In his tiny office a mile from the Kremlin, newspaper chief Ram Gabrilyanov barks orders at his staff.

Ram has created Russia's first western-style tabloid.

It is called Zhizn, or Life.


We have copied the Sun, but there is nothing wrong with that. It is just the kind of paper our country needs - Tsar Peter the Great did exactly the same

Ram Gabrilyanov, Chief Editor
And there are no prizes for guessing where he got the idea. Ram's desk is covered with copies of Britain's best selling newspaper - The Sun!

The two papers are remarkably similar. Zhizn's typeface and layout are identical to the Sun's.

There is an agony aunt.

And what is the first thing you see when you open the paper up? Stranitsa Tri! - Page Three - featuring a naked Russian woman, like 22-year-old Tamara from Vologda.

There is even a section called Bazariy with entertainment stories.
Agony aunt page
Before joining Zhizn Inna worked as a spy

As for the news, well, the edition I was given to read at Zhizn's head office included a scoop about a footballer being snapped with two Russian beauties.

And the story of a businessman who had a heart attack when the prostitute he visited turned out to be his own daughter. Very Sun!

Controversy

"Yes, I admit it," Ram told me. "We have copied the Sun, but there is nothing wrong with that. It is just the kind of paper our country needs. Tsar Peter the Great did exactly the same. He, too, copied things from the West to help Russia catch up with the outside world."

• [Record set]:
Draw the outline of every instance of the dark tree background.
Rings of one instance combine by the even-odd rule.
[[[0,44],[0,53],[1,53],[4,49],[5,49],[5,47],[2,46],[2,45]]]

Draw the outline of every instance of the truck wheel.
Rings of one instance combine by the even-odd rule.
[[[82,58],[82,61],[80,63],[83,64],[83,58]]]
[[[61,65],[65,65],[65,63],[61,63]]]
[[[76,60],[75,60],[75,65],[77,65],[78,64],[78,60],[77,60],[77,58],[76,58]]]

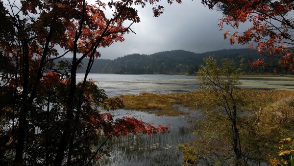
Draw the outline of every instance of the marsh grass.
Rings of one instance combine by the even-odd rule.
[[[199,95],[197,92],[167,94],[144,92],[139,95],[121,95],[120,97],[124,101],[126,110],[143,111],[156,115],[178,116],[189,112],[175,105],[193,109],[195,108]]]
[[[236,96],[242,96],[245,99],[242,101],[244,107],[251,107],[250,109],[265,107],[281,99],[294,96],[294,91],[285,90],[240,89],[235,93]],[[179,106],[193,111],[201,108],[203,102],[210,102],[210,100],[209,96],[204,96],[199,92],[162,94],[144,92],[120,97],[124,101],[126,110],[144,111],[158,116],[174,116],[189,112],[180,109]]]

---

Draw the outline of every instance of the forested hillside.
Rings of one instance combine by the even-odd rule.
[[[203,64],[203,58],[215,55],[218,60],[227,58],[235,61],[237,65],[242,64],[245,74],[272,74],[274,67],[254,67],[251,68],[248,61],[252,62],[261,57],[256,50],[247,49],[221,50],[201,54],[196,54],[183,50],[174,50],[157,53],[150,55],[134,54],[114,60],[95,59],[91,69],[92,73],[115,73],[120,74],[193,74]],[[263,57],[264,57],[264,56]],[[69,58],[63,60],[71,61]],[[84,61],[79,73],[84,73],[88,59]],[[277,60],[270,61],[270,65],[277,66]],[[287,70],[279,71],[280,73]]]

...

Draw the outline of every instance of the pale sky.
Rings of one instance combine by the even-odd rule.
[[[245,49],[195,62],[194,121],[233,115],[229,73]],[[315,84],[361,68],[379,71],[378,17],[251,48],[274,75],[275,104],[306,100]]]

• [What is being asked]: Continue the article on the Russian tabloid Zhizn, starting right after its last sentence.

• [Output for this task]:
Showbiz page
Bazariy is the same as Bizarre but with a Russian flavour
The newspaper caused a degree of controversy when it first appeared.

"When at first time we printed Page Three - those naked girls - we got a lot of phone calls from old ladies," said journalist Timur Marder.

"They said - Wow! What are you doing? It is impossible, these naked girls are awful!"

Since then, Zhizn has gone from strength to strength.

It is now one of the top selling dailies in Moscow - and is available in 50 cities around the country.

A Russian Deidre

One of the most popular sections of the paper is the problem page Dear Inna! - Zhizn's version of the Sun's Dear Deidre column.

Inna's past, I suspect, is rather more colourful than Deidre's - before joining Zhizn, she worked as a spy!

Now she is inundated with requests for advice.


What is really frightening is that these sort of newspapers will absorb not only the market, but also the mentality of the nation

Sergei Brelyov, journalist
"Most of the marital problems I hear of in Russia are caused by the difficulty of finding your own place to live." Inna said.

"You often hear of a divorced husband living with his new wife, in the same one-bedroomed flat as his old wife and her new husband. It causes terrible problems!"

Zhizn has been such a success that it has spawned a tabloid rival - a Russian version of Germany's Bild newspasper recently went on sale.

Tabloidisation

Russian journalist Sergei Brelyov told me he was concerned about the tabloidisation of the Russian press.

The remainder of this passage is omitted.